## DIRECTIONS FOR THIS TASK
Copy out the rows from the line with "task | one point per instance, each pair like [378, 369]" through the last row, requests included. Scale each answer coordinate by 0.6 and round it to the nearest whole number, rounding halves up, but keep the numbers in the requests and their format samples unchanged.

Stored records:
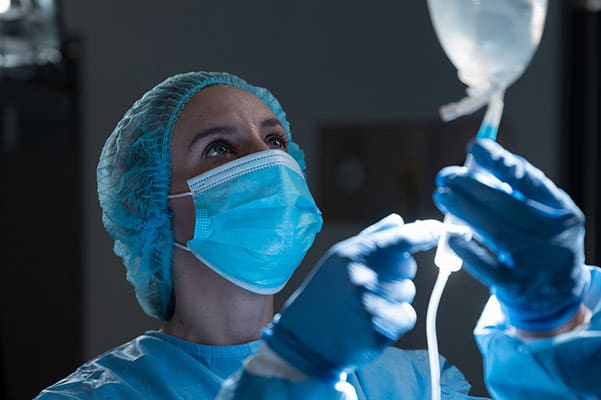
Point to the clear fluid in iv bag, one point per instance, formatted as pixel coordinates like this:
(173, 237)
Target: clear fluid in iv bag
(490, 42)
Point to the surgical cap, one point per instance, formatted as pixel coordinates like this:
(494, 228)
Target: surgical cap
(134, 176)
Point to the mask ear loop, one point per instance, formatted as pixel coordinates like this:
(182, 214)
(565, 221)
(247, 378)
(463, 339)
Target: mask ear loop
(181, 246)
(179, 196)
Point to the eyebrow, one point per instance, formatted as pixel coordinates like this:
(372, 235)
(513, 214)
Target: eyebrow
(217, 130)
(228, 130)
(271, 122)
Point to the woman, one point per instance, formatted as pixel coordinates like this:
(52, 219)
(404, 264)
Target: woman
(203, 190)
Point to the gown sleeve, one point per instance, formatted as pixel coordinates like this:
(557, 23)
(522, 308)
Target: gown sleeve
(566, 366)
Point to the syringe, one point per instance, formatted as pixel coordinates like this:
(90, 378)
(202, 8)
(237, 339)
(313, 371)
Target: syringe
(445, 258)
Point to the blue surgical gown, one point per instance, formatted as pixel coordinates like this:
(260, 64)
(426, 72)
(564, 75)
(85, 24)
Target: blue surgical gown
(158, 366)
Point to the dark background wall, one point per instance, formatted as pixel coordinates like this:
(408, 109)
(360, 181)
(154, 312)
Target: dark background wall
(334, 63)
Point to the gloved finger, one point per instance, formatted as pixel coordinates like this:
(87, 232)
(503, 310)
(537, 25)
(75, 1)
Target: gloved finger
(390, 221)
(479, 262)
(518, 173)
(389, 318)
(525, 215)
(496, 233)
(399, 290)
(392, 265)
(420, 235)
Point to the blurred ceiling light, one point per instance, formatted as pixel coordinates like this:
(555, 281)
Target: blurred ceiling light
(30, 33)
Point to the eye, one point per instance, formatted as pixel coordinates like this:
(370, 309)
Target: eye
(217, 149)
(277, 141)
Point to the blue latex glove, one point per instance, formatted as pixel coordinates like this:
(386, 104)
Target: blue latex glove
(532, 232)
(356, 301)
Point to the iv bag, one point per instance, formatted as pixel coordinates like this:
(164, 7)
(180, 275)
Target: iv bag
(490, 42)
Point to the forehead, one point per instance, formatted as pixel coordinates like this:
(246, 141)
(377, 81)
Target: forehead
(221, 102)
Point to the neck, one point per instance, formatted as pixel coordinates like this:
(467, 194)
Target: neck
(211, 310)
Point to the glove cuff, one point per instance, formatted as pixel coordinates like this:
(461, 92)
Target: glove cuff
(286, 345)
(525, 321)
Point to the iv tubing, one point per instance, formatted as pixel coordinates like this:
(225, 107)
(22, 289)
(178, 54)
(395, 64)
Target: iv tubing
(447, 261)
(439, 285)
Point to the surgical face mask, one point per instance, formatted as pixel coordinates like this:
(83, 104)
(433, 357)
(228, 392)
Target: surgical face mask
(255, 220)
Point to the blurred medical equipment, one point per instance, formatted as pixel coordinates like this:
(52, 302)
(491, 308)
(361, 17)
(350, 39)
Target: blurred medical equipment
(491, 43)
(30, 33)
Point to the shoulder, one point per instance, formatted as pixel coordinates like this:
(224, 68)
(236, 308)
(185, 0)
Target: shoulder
(404, 374)
(105, 376)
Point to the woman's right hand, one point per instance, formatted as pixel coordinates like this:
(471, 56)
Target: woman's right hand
(356, 302)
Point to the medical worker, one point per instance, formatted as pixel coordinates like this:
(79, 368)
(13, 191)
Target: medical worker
(203, 190)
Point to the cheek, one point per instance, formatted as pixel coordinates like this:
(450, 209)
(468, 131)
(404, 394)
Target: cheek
(183, 219)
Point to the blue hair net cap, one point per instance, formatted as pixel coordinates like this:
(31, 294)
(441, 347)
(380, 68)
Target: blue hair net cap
(134, 176)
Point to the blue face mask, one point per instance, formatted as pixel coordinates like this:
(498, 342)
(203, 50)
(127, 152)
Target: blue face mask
(255, 220)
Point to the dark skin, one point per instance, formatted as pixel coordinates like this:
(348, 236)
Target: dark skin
(218, 124)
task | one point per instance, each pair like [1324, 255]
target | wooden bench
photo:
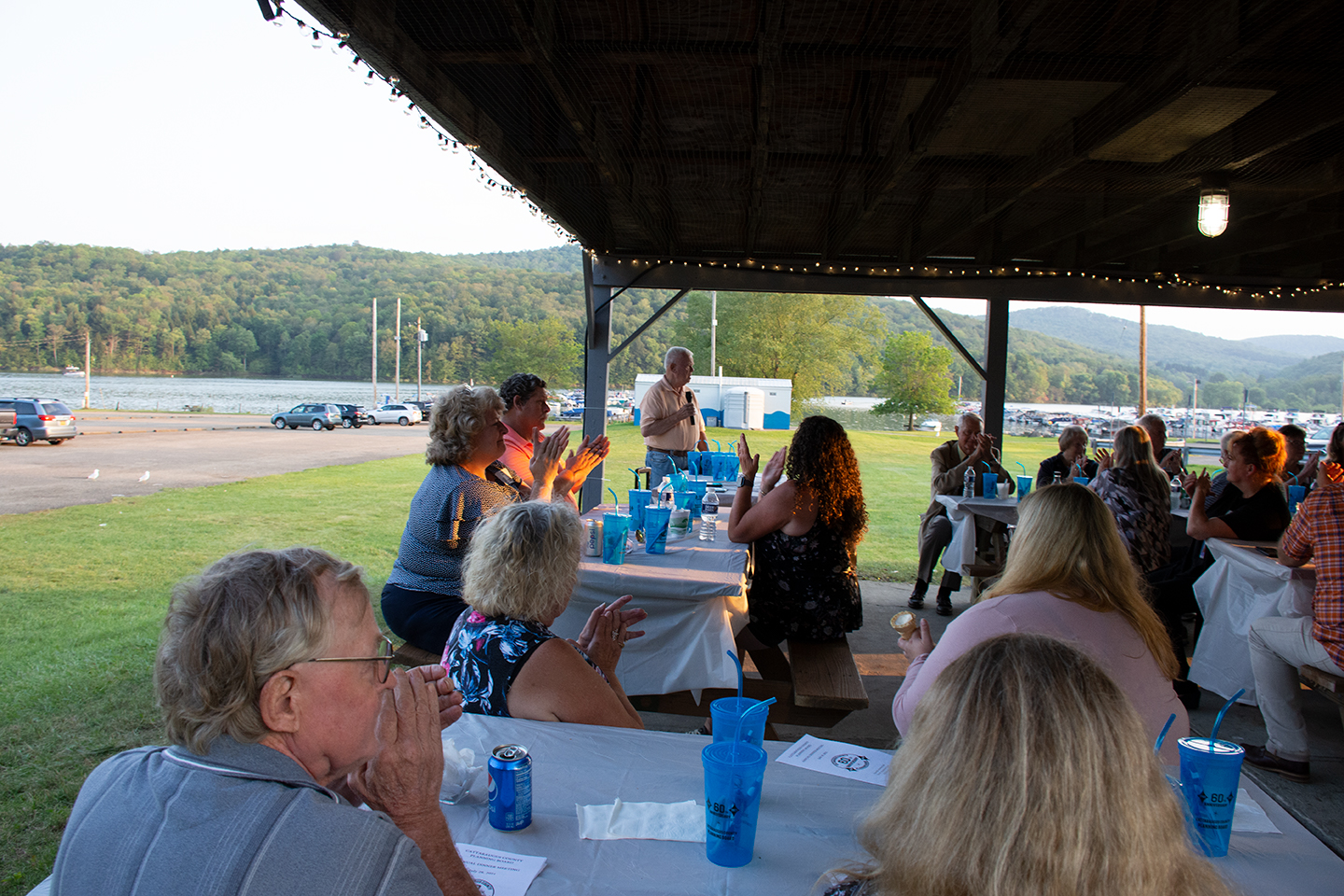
[816, 687]
[1325, 684]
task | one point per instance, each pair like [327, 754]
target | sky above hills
[198, 125]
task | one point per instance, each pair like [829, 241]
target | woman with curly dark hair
[806, 529]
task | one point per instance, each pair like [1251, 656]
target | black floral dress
[484, 656]
[805, 587]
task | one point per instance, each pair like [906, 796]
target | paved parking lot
[177, 450]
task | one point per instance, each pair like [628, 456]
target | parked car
[402, 414]
[353, 415]
[1320, 440]
[319, 416]
[39, 418]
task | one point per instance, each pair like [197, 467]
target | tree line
[307, 314]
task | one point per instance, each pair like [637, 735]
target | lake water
[222, 394]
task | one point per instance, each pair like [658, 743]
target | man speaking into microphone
[669, 416]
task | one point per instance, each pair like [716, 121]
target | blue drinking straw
[1222, 712]
[738, 663]
[1157, 747]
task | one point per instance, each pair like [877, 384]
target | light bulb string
[446, 141]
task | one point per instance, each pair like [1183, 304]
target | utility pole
[1142, 360]
[420, 340]
[714, 327]
[88, 355]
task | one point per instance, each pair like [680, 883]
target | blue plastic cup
[726, 711]
[656, 529]
[1295, 495]
[989, 483]
[1025, 483]
[638, 500]
[1210, 771]
[614, 528]
[733, 778]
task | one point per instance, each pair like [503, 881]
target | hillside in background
[1298, 345]
[1169, 347]
[305, 314]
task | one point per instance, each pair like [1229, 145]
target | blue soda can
[511, 788]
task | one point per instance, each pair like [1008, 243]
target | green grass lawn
[85, 589]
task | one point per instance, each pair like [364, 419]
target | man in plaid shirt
[1280, 644]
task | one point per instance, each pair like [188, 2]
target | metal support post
[597, 351]
[996, 367]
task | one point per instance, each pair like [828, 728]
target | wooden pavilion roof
[974, 133]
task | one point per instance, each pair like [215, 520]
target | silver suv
[320, 416]
[39, 418]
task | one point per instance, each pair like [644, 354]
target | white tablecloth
[1242, 586]
[805, 823]
[962, 512]
[695, 595]
[805, 826]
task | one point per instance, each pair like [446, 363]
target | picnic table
[1242, 586]
[806, 819]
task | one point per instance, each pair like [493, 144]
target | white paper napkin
[1249, 819]
[643, 821]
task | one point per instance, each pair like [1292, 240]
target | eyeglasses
[386, 658]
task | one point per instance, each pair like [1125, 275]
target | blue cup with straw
[1210, 773]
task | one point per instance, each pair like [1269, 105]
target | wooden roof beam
[991, 43]
[1071, 144]
[766, 73]
[376, 38]
[535, 31]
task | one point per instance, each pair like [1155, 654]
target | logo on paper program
[849, 762]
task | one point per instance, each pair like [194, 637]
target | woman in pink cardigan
[1068, 577]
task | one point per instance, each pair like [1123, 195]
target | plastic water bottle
[708, 514]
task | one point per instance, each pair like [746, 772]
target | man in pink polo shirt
[669, 418]
[525, 409]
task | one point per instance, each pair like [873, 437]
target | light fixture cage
[1212, 211]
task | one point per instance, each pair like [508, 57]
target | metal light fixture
[1212, 204]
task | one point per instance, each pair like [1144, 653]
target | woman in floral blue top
[503, 656]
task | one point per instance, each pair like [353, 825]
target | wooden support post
[597, 352]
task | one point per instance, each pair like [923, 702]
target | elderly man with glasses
[284, 716]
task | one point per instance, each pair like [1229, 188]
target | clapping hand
[748, 462]
[577, 467]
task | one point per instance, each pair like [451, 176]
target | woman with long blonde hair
[1027, 771]
[1068, 577]
[1139, 496]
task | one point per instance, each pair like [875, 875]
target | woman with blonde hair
[465, 485]
[1071, 459]
[1027, 771]
[1068, 577]
[1139, 496]
[501, 653]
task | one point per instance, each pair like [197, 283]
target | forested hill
[1169, 347]
[302, 312]
[305, 314]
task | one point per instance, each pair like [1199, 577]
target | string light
[446, 141]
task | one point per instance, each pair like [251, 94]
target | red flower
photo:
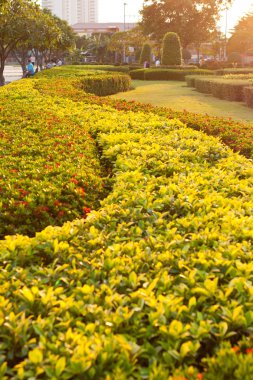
[86, 210]
[74, 180]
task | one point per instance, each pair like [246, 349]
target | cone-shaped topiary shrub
[145, 53]
[172, 51]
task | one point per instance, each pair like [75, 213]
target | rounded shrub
[235, 57]
[172, 51]
[145, 53]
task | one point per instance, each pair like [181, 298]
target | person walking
[29, 70]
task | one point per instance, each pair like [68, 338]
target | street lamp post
[226, 29]
[124, 44]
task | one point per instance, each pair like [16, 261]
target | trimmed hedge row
[237, 135]
[166, 74]
[106, 84]
[50, 168]
[93, 81]
[248, 70]
[155, 284]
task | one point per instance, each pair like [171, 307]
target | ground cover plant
[237, 135]
[50, 171]
[157, 283]
[167, 74]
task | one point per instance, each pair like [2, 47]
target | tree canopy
[24, 26]
[192, 20]
[242, 38]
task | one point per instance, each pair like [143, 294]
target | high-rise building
[73, 11]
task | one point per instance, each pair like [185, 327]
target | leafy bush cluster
[166, 74]
[248, 96]
[224, 88]
[237, 135]
[243, 70]
[157, 282]
[95, 81]
[50, 169]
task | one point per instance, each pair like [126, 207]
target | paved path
[12, 73]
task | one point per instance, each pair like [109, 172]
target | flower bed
[156, 283]
[166, 74]
[238, 136]
[50, 171]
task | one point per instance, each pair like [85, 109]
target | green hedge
[248, 96]
[106, 84]
[235, 134]
[203, 84]
[248, 70]
[190, 80]
[166, 74]
[156, 284]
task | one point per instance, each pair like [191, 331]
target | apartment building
[73, 11]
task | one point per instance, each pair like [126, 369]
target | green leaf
[35, 356]
[60, 366]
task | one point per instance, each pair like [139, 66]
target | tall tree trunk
[21, 58]
[2, 79]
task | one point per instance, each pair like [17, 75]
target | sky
[113, 10]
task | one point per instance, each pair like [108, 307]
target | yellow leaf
[60, 366]
[35, 356]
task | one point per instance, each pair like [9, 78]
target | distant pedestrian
[157, 62]
[32, 60]
[29, 69]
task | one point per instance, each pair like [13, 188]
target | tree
[172, 51]
[145, 53]
[192, 20]
[16, 18]
[242, 37]
[133, 38]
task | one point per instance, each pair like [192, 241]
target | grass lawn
[176, 95]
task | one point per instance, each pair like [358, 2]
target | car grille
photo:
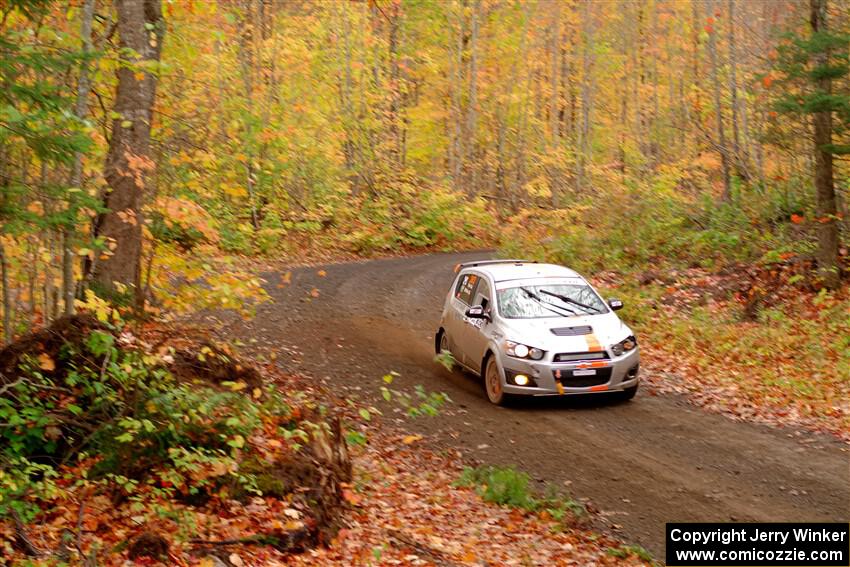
[576, 356]
[602, 376]
[572, 331]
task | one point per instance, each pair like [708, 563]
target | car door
[477, 331]
[455, 319]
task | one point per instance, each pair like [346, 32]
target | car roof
[522, 271]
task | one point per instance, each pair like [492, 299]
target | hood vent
[572, 331]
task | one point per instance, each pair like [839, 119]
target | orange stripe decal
[596, 364]
[593, 344]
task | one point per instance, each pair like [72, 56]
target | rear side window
[466, 285]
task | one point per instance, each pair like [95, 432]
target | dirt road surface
[641, 463]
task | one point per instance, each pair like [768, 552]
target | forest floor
[639, 464]
[403, 504]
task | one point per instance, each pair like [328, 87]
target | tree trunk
[718, 110]
[827, 209]
[472, 104]
[141, 29]
[76, 179]
[7, 296]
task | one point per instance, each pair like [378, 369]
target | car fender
[493, 350]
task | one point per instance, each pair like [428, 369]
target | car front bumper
[612, 375]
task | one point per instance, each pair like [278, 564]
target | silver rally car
[536, 329]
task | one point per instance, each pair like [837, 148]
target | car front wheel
[493, 382]
[444, 343]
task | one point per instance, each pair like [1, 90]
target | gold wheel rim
[494, 386]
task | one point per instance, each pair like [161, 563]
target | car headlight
[519, 350]
[627, 344]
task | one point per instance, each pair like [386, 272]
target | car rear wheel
[493, 382]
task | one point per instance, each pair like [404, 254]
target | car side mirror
[477, 312]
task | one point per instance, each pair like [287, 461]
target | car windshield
[549, 300]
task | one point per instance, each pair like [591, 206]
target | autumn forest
[154, 154]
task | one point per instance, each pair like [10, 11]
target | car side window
[466, 286]
[482, 295]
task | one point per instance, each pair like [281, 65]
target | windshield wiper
[587, 308]
[548, 306]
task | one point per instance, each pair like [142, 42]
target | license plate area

## RESULT BELOW
task | one point per instance, each pair like [378, 369]
target | car fender
[296, 210]
task | one point per instance, each pair like [428, 369]
target | car front bumper
[367, 225]
task | one point per instance, each pair like [278, 564]
target | silver rally car
[322, 197]
task | one point per instance, each pair like [837, 148]
target | car front wheel
[296, 229]
[266, 206]
task | one point per instance, each pair like [1, 90]
target | gold wheel rim
[296, 232]
task | one point per instance, each pair like [161, 563]
target | car headlight
[311, 210]
[376, 206]
task | one point per instance, each pair like [386, 272]
target | car rear wheel
[296, 229]
task | one point per instance, each pair like [404, 254]
target | car side mirror
[286, 187]
task | one point per instance, each pair like [287, 461]
target | car windshield
[329, 180]
task | one point per instance, each pair like [591, 206]
target | autumn forest
[92, 92]
task | one point per instance, each pair like [10, 11]
target | car side window
[280, 172]
[289, 177]
task | one point per instance, each pair like [281, 65]
target | windshield wiper
[352, 185]
[329, 184]
task | one point per instance, each pair like [142, 42]
target | license plate area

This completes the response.